##### Data to use #####

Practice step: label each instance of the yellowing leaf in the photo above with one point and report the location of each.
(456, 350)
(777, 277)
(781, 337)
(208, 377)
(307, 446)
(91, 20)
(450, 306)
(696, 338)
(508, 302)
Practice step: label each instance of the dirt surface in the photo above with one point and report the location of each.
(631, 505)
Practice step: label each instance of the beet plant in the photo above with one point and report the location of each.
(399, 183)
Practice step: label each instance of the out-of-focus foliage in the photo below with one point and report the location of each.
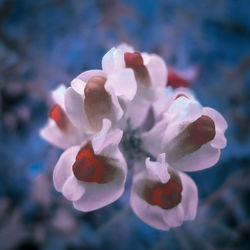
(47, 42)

#####
##### Data to use #####

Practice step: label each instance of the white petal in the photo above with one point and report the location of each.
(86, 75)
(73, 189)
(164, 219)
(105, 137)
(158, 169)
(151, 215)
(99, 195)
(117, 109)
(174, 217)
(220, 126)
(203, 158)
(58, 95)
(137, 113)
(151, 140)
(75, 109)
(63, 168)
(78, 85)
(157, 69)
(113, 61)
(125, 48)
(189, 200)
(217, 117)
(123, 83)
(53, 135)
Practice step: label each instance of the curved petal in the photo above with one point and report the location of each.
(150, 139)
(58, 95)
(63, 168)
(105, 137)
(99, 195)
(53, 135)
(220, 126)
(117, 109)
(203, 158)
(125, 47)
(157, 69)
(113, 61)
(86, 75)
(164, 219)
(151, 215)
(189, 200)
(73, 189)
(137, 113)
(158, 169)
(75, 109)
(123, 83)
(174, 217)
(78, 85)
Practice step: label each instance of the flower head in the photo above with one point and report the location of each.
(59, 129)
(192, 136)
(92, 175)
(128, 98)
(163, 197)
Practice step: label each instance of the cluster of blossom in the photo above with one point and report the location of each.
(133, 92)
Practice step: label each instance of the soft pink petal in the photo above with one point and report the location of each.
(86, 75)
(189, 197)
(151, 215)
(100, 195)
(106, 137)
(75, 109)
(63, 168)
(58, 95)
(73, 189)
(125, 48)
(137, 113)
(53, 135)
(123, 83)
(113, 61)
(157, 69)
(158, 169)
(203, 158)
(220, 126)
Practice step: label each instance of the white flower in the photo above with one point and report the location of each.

#####
##### Data to use #####

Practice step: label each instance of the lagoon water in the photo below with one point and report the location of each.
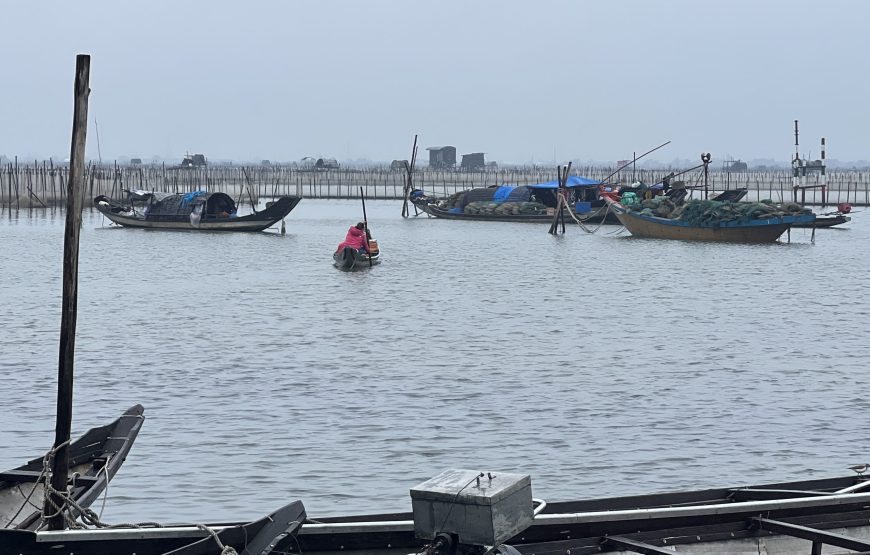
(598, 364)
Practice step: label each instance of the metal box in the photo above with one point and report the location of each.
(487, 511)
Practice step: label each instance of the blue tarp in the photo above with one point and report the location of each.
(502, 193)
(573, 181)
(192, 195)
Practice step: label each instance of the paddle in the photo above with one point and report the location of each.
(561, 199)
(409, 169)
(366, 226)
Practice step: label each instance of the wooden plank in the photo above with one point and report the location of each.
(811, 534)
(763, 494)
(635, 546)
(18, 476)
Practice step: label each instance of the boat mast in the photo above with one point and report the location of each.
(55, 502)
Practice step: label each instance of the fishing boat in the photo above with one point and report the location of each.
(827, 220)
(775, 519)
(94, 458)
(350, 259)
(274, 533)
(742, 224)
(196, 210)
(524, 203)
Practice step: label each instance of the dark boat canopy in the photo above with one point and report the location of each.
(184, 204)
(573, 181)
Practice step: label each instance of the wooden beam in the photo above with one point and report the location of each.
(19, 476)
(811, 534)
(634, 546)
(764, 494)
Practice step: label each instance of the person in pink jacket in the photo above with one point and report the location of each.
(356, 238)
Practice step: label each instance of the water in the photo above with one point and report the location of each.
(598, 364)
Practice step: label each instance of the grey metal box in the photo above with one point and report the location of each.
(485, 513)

#####

Written problem - Please count how many lines in the records above contain the word "pink", and reply with the number only.

Solution to the problem - 2